§ **What the task asks**: Print the passage about the treatment program word for word, beginning at "It was the beginning" and stopping after "wanted me to be.".
Start of Excerpted passage
It was the beginning of a new week, and we were forced to go to “school” in addition to our regular activities. I say school in the loosest form as it had almost nothing to do with school. All we did was charcoal drawings and Ted talk problem solvings. I understand that the curriculum had to be broad so it could apply to patients of every grade, but for a junior in high school, it was nothing more than a waste of time. Nonetheless I participated in the dull session of school and group meetings. I become the obedient dog that they had wanted me to be.

   Soon enough the program became repetitive altogether, except for the gradual releasing of all other patients besides a girl that I remained in contact with even after we were both released. Even though I did keep in contact with some of these fellow victims of depression, I later regretted the decisions as their continuing issues were pressed upon myself and increased my own burden. The workers and nurse were probably the most enjoyable part of the whole experience as they became much more lively the longer I stayed and couldn’t get enough of my outgoing nature and compatible sense of humor. Even the stone-faced Nate had softened up and became quite the jokester himself. With my condition seemingly getting better and better and as I followed directions and participated, I had hope that I would be released soon. That same my psychiatrist called me into his office and he discussed my likely release on thursday. In my mind, I screamed yes and cheered ecstatically, but was only able let out soft “Okay.”
End of Excerpted passage
Start of Given entries
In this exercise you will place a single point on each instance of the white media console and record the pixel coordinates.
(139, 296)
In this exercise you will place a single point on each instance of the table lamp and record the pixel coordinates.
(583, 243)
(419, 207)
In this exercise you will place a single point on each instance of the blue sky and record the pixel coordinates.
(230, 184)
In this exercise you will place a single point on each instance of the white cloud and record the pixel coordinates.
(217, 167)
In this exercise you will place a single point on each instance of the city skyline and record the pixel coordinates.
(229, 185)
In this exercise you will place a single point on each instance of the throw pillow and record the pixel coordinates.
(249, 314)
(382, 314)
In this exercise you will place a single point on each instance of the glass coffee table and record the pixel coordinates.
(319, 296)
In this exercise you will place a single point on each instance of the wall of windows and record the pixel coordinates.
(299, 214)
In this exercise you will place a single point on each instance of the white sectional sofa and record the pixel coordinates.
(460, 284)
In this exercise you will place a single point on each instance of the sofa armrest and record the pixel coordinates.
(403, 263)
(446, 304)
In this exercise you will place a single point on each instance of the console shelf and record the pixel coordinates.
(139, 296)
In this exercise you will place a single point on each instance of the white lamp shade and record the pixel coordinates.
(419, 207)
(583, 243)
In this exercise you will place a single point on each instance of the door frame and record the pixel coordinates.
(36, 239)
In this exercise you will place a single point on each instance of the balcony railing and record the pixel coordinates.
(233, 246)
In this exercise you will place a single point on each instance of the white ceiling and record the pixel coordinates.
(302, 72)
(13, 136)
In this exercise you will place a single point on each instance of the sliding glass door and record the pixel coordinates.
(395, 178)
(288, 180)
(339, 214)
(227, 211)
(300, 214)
End of Given entries
§ **Solution to the exercise**:
It was the beginning of a new week, and we were forced to go to “school” in addition to our regular activities. I say school in the loosest form as it had almost nothing to do with school. All we did was charcoal drawings and Ted talk problem solvings. I understand that the curriculum had to be broad so it could apply to patients of every grade, but for a junior in high school, it was nothing more than a waste of time. Nonetheless I participated in the dull session of school and group meetings. I become the obedient dog that they had wanted me to be.